* Extract:
%%

#distributed #transactional #host #platform #runtime

bin+lib tinychain

A next-gen database + application server

2 releases

0.1.4 Feb 21, 2021
0.1.3 Feb 21, 2021

#65 in Concurrency

Apache-2.0

315KB
9K SLoC

TINYCHAIN

Tinychain is an all-in-one database + application server with support for blockchains, graphs, tables, and tensors.

Tinychain is early alpha software and is not ready for production use. Many core features are only partially implemented, or not yet available in the public API. The API may change without notice.

If you need a feature which is not yet available, or even not yet planned, please start a discussion!

Getting started

The easiest way to get started is to download the latest release from GitHub here: https://github.com/haydnv/tinychain/releases

Tinychain is currently only available for 64-bit Linux (you should be able to build from source on other architectures, but this has not been tested).

Try this "Hello, World!" program:

$ ./tinychain &
# ...
$ curl -G "http://localhost:8702/state/scalar/value/string" --data-urlencode 'key="Hello, world!"'

Check the tests directory for more in-depth examples.

Key features

  • Compliance: Tinychain is a single platform which runs cloud applications and the data services that support them, meaning your customer data never has to leave the platform which authorizes access to it
  • Synchronization: Tinychain's distributed Paxos algorithm automatically enables cross-service transactions within any set of services which support the Tinychain protocol.
  • Concurrency: Tinychain Ops are automatically executed concurrently, although a developer can use the After flow control to modify this behavior.
  • Hardware acceleration**: The Tensor** and Graph* data types support hardware acceleration on CUDA and OpenCL backends, no extra code needed.
  • Object orientation: The Python client** allows defining a Tinychain service as a Python package, which can be then be distributed to other developers, who can use the same Python code to interact with your (hosted) service from their own, without writing any boilerplate integration code, or defining two different APIs for internal and external use.
  • Service mesh: the Tinychain runtime acts as a service mesh for your Tinychain services, allowing for cross-service debugging and analysis, among other features, no extra integration code needed.
  • Portability: A Tinychain service can run in any cloud environment, or be distributed across many heterogenous clients, no Docker or Kubernetes required. A Tinychain developer can also choose make some or all of their service's functionality availble for a client to run on-premises, so that the client never has to give the service vendor access to their customer data.

Data structures

  • Cluster: a collection of Chains and Ops responsible for managing consensus relative to other Clusters on the network
  • Chain: A record of mutations applied to a subject Collection** or Value
    • SyncChain: A Chain with one block, which contains the data necessary to recover from a transaction failure* (e.g. if the host crashes)

%%

* Supplied information:
%%

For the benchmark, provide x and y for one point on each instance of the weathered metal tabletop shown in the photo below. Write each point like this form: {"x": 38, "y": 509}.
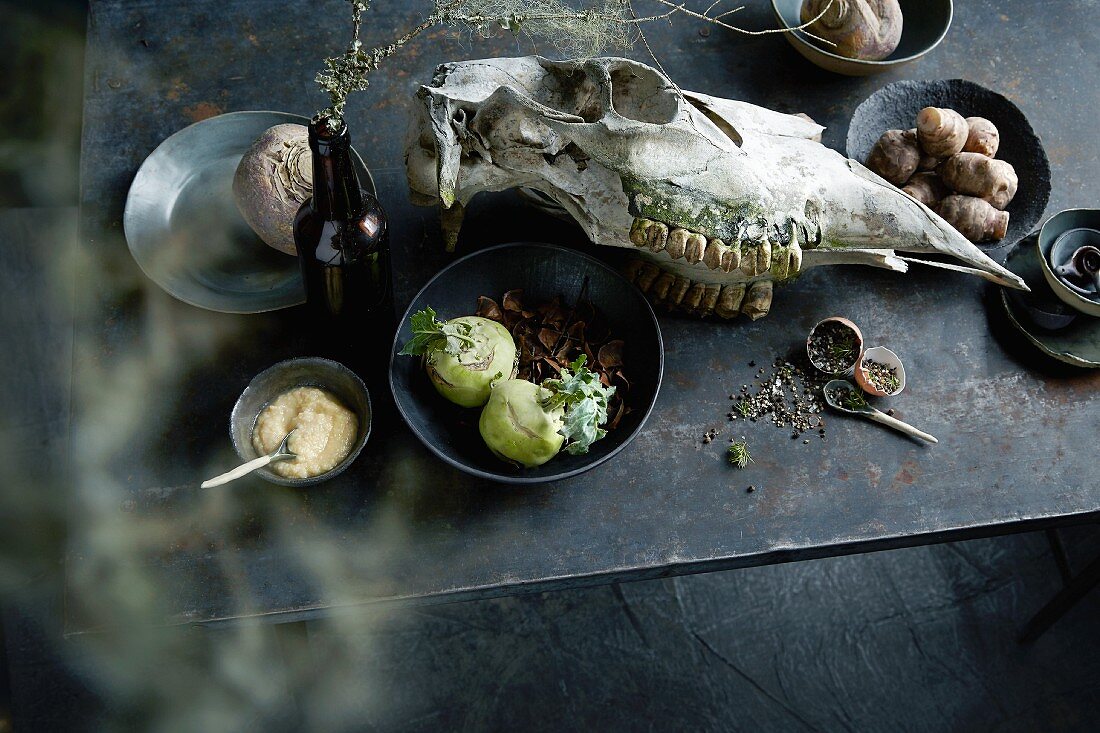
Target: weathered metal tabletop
{"x": 1018, "y": 434}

%%

Could you give the stretch of the Tinychain page from "Key features" through "extra code needed." again, renaming "Paxos" to "Raft"? You won't need the data for this.

* Completed task:
Key features

  • Compliance: Tinychain is a single platform which runs cloud applications and the data services that support them, meaning your customer data never has to leave the platform which authorizes access to it
  • Synchronization: Tinychain's distributed Raft algorithm automatically enables cross-service transactions within any set of services which support the Tinychain protocol.
  • Concurrency: Tinychain Ops are automatically executed concurrently, although a developer can use the After flow control to modify this behavior.
  • Hardware acceleration**: The Tensor** and Graph* data types support hardware acceleration on CUDA and OpenCL backends, no extra code needed.